TASK REQUIREMENTS: Copy out the data below word for word, every line of it, but leave out the pictures.

═══ SUPPLIED DATA ═══

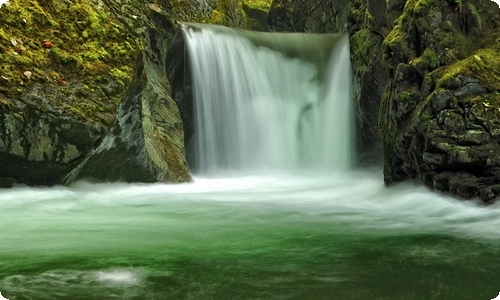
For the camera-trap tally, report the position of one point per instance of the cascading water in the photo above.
(270, 102)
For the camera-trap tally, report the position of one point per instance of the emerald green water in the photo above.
(334, 237)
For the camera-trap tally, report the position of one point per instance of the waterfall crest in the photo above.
(270, 101)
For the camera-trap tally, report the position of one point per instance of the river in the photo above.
(341, 236)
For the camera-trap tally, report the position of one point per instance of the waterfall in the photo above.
(270, 101)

═══

EXERCISE RESULT:
For the camera-trap tally, report the position of one point per instance of the cascading water in the photo above.
(270, 102)
For the camera-trap tally, report the position of one point per instance of the emerald green water in the photo above.
(334, 237)
For the camera-trap tally, report the position of one point per instance of the waterfall crest in the photo above.
(270, 101)
For the camera-trap tally, report the position of one point per instance of the river in the photo above.
(341, 236)
For the camera-trap tally, report the position of one point per instance of the waterfall in the photo above.
(270, 101)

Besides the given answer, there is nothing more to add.